_Task_
Copy the data that follows word for word, leaving out the pictures.

_Data provided_
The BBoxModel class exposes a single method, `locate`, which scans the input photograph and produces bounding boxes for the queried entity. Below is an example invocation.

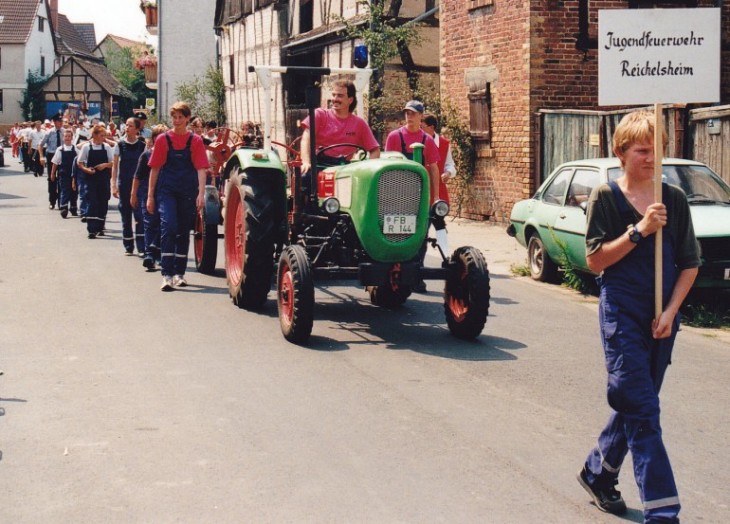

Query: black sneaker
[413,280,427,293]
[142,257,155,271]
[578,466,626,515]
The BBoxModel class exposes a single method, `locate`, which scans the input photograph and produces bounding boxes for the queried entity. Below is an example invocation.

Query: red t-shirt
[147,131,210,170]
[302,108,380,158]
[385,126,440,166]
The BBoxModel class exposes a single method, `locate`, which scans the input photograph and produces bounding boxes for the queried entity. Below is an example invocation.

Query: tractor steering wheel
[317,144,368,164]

_Task result_
The BBoxModel class exposes a single method, `locate`, which scans the input photograph and produces bounding boxes for the queried entity. Below is an example invocation.


Query: black sneaker
[413,280,427,293]
[142,257,155,271]
[578,466,626,515]
The BBoxModel class exposes a single method, `locate`, which scans the input photograph and produces bounding boxes for the queried entity. Below is an example invocation.

Query: red t-shirt
[147,131,210,170]
[302,108,380,158]
[385,126,440,166]
The BBoxModel class exposes a single method, `locate`, which scans the input photograph and produces bounding boxes for the queried entity. Below is an example invocation.

Query: tractor steering wheel
[317,144,368,164]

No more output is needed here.